§ **Task directions**
Identify every line below that contains the string "leaf", treating uppercase and lowercase as distinct, and copy each such line in full.

* Start Data shown *

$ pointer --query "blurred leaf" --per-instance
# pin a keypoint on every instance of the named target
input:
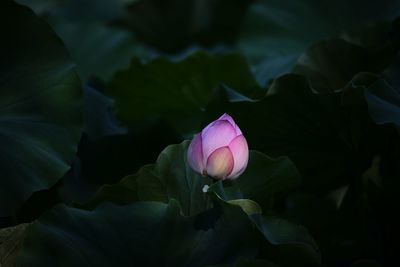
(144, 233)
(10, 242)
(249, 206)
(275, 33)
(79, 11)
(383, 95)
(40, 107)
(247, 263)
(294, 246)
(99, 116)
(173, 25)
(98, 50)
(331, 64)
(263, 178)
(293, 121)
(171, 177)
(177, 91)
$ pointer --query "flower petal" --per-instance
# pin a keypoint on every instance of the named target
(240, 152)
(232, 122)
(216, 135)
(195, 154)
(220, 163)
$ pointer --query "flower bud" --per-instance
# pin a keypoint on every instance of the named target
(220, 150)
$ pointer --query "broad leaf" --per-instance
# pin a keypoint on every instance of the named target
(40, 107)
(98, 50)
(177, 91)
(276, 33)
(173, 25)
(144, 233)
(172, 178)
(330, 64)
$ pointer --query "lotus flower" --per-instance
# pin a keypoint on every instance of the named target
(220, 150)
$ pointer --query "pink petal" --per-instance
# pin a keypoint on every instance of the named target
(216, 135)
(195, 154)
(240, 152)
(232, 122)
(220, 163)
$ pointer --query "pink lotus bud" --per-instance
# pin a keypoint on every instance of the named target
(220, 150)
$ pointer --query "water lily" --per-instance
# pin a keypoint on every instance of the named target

* End Data shown *
* Start Data shown *

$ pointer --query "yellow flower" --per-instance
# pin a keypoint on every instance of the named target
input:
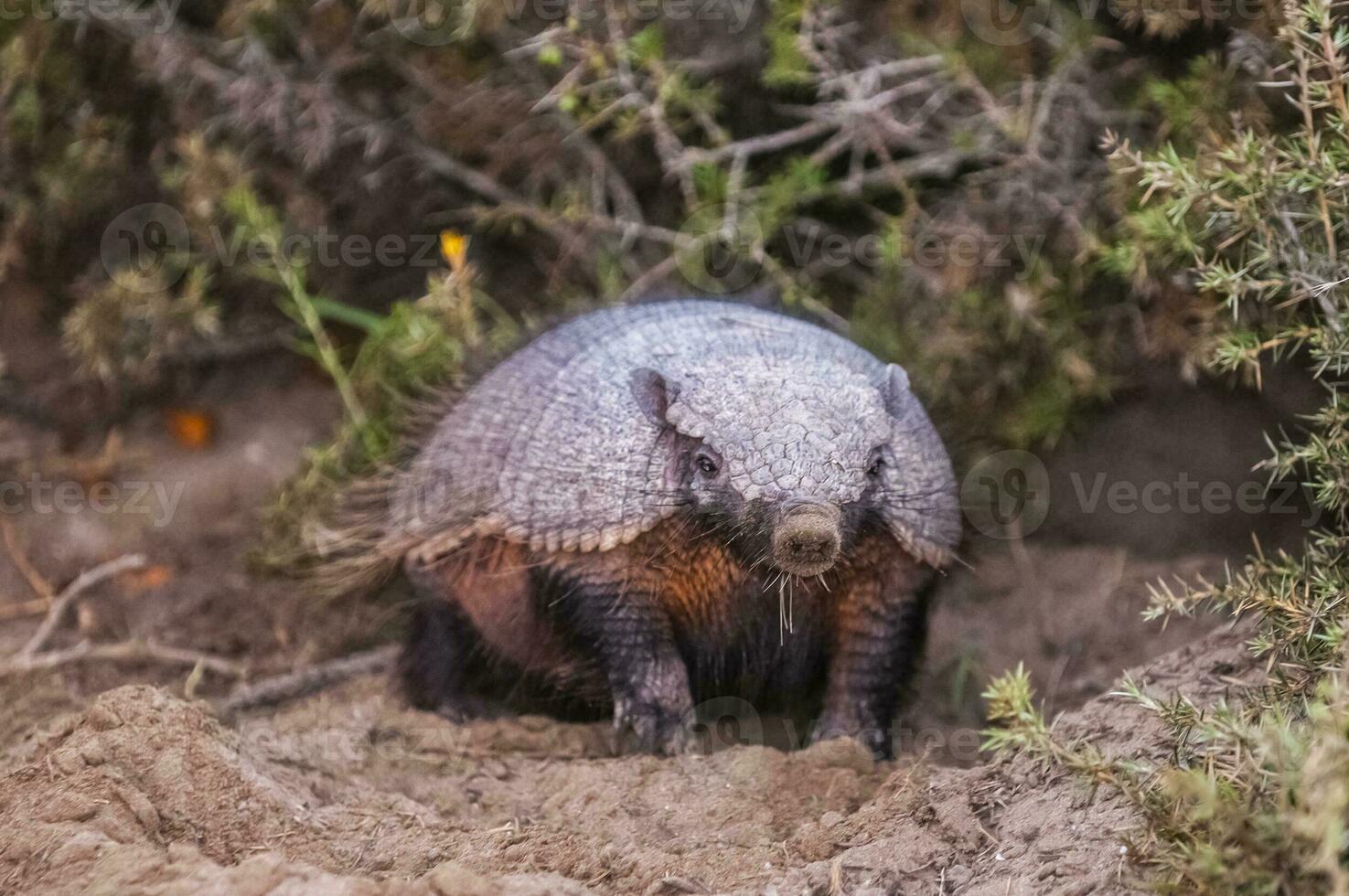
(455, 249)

* End Data shown *

§ **Exercise answer**
$ pointer --query "blurred leaf" --per-instance
$ pointer --query "broad leaf" --per-instance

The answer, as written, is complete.